**Given records:**
========================

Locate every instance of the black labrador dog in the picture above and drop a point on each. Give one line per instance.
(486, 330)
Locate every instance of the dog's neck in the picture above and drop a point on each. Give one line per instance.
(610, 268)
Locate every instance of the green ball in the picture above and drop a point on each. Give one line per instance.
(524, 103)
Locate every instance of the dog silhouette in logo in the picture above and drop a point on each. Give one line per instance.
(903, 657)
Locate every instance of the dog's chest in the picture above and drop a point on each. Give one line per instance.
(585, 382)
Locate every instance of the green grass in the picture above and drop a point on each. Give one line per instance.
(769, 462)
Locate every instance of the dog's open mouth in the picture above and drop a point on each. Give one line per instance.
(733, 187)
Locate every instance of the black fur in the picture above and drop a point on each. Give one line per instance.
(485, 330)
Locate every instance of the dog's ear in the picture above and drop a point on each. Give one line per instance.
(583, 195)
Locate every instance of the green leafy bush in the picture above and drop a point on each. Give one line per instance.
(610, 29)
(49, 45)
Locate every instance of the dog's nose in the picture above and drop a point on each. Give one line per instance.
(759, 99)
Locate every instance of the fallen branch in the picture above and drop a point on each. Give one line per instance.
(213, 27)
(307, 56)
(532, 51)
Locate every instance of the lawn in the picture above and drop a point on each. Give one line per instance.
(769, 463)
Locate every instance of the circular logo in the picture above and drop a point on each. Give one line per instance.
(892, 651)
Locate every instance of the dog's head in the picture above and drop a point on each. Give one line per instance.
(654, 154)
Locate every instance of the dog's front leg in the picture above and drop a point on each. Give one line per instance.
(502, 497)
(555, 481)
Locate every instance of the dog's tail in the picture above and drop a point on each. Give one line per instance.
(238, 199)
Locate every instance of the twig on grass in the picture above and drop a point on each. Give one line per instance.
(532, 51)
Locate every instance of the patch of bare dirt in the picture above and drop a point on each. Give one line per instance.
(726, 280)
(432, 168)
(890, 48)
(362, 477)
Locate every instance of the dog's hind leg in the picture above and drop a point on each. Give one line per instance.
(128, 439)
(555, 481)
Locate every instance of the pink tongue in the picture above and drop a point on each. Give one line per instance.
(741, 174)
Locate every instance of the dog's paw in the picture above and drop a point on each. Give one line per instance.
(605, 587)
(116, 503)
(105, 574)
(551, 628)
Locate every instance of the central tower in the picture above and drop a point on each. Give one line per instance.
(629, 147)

========================

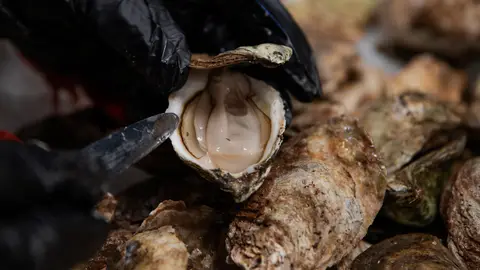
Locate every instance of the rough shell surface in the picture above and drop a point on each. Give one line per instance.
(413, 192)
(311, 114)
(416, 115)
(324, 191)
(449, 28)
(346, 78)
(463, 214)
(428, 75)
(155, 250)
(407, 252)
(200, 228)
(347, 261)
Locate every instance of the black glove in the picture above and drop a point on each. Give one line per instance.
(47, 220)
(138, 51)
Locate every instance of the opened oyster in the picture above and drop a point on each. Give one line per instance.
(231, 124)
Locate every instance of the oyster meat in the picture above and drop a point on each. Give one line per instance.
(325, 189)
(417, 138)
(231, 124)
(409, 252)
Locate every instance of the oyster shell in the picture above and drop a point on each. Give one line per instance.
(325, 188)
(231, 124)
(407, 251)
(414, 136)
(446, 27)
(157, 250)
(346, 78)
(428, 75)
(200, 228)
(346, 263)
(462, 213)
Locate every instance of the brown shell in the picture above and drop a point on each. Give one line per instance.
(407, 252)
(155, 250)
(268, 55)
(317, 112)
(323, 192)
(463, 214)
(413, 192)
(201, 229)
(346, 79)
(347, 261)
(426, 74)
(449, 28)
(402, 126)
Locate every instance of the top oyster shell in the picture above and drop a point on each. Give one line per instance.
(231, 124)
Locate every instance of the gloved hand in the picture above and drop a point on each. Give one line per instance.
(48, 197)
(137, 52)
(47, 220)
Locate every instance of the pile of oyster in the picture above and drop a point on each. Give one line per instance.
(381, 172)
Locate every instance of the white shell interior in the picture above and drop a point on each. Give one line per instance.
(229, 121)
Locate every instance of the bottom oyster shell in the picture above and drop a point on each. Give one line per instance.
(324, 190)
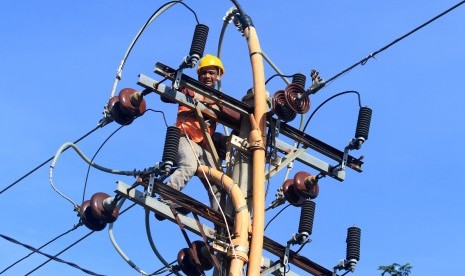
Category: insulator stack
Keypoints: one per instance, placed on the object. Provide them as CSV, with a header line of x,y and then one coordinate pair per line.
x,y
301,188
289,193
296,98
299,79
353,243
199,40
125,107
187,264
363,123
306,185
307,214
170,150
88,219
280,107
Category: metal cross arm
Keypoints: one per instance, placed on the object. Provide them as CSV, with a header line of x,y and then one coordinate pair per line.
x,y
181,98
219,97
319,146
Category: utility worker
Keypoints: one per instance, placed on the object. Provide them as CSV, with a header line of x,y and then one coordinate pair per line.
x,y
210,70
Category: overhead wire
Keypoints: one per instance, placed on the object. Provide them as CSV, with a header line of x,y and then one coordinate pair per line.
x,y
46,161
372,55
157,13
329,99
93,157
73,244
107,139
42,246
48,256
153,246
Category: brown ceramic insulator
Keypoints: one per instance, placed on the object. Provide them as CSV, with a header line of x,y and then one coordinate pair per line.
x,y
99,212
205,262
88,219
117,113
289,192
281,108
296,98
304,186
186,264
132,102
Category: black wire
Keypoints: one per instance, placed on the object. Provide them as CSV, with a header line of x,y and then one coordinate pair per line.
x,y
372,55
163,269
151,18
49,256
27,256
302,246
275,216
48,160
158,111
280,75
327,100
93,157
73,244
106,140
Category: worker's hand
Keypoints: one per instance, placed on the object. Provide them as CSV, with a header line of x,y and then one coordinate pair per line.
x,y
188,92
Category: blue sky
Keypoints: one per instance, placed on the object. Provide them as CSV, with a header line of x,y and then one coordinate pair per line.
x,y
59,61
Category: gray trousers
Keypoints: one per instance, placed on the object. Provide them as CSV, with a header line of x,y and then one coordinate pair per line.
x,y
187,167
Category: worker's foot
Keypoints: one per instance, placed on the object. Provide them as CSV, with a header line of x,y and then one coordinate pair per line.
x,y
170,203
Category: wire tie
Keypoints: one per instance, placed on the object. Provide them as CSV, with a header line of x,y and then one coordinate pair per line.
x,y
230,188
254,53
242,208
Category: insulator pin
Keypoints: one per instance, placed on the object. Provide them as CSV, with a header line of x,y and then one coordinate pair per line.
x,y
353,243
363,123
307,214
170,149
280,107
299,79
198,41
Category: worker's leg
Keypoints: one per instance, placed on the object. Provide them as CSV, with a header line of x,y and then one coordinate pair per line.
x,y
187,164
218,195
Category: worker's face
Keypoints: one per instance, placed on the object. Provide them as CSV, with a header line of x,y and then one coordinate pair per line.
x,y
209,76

========================

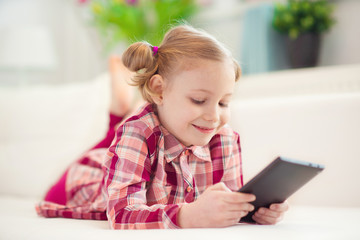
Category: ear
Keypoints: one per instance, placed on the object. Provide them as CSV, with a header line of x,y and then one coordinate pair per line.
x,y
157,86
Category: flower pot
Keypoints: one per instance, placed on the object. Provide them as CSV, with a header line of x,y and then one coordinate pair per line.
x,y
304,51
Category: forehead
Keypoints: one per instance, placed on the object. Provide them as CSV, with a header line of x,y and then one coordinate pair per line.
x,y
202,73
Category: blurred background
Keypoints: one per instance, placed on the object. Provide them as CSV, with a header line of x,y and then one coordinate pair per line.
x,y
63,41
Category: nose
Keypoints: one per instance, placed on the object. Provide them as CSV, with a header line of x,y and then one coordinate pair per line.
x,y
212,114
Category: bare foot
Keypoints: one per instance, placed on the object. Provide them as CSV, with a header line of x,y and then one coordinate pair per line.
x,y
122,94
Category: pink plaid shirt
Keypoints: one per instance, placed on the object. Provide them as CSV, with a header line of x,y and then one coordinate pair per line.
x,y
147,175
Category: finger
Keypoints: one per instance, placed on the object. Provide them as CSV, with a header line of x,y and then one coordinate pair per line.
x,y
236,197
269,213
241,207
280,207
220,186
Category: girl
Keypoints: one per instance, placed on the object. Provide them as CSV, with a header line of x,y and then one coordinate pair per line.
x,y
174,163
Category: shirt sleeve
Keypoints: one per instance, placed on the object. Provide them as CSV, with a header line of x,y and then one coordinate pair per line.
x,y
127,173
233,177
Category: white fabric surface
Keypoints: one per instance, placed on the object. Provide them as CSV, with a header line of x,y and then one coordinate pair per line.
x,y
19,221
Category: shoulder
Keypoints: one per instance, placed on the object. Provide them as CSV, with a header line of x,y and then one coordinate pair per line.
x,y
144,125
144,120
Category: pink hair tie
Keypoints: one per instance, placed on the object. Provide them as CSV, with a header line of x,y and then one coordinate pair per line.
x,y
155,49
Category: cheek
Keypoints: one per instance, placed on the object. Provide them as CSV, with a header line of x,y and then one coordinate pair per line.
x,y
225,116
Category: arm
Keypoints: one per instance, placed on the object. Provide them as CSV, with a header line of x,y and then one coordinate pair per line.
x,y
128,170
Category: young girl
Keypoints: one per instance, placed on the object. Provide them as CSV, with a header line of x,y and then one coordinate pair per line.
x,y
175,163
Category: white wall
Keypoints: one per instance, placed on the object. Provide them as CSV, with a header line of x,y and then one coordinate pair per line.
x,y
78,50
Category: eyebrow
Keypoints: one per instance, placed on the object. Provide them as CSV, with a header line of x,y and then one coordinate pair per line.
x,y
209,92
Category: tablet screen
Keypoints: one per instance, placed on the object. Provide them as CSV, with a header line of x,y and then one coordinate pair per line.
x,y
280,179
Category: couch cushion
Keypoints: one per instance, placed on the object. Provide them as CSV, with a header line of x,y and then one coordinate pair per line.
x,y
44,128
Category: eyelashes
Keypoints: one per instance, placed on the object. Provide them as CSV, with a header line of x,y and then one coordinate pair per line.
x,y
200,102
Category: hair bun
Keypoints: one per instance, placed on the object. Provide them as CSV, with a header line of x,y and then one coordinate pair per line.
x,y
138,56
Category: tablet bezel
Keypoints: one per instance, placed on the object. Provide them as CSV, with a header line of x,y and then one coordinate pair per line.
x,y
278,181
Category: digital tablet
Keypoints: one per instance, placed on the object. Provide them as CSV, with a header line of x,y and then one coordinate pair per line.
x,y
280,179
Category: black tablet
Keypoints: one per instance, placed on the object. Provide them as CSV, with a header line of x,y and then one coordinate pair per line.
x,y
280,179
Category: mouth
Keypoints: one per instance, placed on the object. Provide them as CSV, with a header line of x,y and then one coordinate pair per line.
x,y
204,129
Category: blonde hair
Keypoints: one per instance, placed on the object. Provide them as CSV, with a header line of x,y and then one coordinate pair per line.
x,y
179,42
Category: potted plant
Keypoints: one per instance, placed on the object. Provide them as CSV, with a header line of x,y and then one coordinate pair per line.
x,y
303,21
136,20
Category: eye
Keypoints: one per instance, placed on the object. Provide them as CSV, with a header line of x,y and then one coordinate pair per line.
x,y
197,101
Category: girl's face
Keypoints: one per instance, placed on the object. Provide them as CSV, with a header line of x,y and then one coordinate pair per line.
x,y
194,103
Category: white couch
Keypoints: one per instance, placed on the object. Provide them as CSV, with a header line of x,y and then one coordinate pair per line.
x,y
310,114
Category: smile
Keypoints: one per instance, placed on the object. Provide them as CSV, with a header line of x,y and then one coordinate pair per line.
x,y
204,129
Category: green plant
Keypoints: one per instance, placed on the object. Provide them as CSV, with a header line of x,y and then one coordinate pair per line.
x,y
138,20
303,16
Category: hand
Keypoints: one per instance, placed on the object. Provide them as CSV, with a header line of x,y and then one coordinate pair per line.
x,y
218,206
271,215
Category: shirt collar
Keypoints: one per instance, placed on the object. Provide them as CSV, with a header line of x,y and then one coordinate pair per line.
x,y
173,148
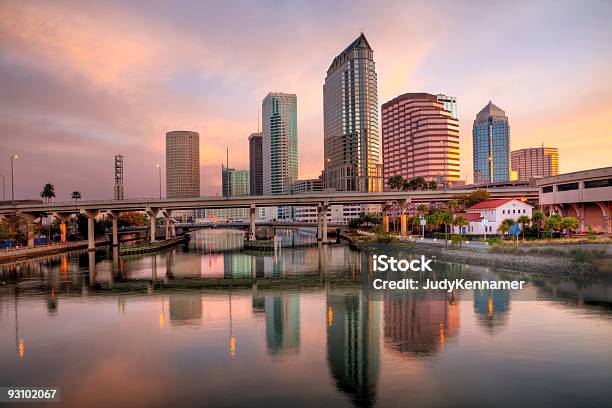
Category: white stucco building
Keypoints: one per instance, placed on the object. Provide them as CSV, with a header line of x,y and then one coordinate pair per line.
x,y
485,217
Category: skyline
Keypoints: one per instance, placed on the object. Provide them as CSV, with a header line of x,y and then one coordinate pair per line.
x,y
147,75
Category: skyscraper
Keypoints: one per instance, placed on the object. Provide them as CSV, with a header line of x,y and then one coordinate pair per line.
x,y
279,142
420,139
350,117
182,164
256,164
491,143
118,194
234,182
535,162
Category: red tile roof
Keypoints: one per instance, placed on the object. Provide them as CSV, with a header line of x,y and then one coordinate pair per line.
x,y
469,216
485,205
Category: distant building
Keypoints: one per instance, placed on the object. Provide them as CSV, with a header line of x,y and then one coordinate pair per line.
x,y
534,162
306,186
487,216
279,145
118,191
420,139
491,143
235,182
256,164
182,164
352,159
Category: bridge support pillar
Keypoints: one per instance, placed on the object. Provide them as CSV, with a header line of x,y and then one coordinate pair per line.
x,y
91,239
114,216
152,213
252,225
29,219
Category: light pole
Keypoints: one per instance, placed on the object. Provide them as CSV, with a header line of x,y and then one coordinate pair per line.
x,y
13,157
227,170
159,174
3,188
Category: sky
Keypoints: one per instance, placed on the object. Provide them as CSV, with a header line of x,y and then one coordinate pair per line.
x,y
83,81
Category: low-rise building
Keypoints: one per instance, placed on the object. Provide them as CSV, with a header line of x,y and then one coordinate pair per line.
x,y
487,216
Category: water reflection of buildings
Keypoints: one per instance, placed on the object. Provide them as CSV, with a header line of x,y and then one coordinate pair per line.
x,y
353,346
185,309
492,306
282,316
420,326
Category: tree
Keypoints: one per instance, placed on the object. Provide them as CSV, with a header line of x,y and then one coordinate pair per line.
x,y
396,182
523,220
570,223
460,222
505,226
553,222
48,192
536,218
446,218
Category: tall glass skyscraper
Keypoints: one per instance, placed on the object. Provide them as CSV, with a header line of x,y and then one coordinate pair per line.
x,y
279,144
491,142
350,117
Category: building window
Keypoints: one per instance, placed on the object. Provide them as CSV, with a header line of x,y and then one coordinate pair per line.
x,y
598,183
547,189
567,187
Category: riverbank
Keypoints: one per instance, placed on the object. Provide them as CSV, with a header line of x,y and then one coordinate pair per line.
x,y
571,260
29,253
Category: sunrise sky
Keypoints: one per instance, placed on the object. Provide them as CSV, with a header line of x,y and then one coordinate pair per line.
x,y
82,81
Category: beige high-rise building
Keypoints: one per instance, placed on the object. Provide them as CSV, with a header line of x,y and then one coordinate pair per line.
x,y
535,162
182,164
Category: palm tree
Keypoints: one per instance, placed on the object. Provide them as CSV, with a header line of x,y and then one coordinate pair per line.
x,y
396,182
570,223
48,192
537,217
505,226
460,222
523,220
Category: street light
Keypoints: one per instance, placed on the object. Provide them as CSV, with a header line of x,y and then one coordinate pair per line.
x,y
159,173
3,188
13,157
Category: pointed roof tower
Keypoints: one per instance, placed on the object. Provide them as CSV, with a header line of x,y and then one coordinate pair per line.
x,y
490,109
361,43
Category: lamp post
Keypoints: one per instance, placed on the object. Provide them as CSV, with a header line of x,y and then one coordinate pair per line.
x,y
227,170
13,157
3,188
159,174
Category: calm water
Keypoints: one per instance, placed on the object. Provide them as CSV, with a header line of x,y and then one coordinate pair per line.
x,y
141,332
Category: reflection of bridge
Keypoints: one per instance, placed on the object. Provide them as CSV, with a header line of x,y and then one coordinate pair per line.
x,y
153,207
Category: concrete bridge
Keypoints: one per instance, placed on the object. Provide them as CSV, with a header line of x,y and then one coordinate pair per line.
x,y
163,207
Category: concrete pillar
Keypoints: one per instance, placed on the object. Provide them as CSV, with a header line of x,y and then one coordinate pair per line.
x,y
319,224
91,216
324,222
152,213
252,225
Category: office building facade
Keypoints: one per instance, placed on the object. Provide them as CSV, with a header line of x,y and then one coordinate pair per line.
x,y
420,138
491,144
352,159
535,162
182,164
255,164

========================

**What to do:** Within the entries, count the lines that contain the word "skyscraper". Give that number and no more.

**Final answer:** 2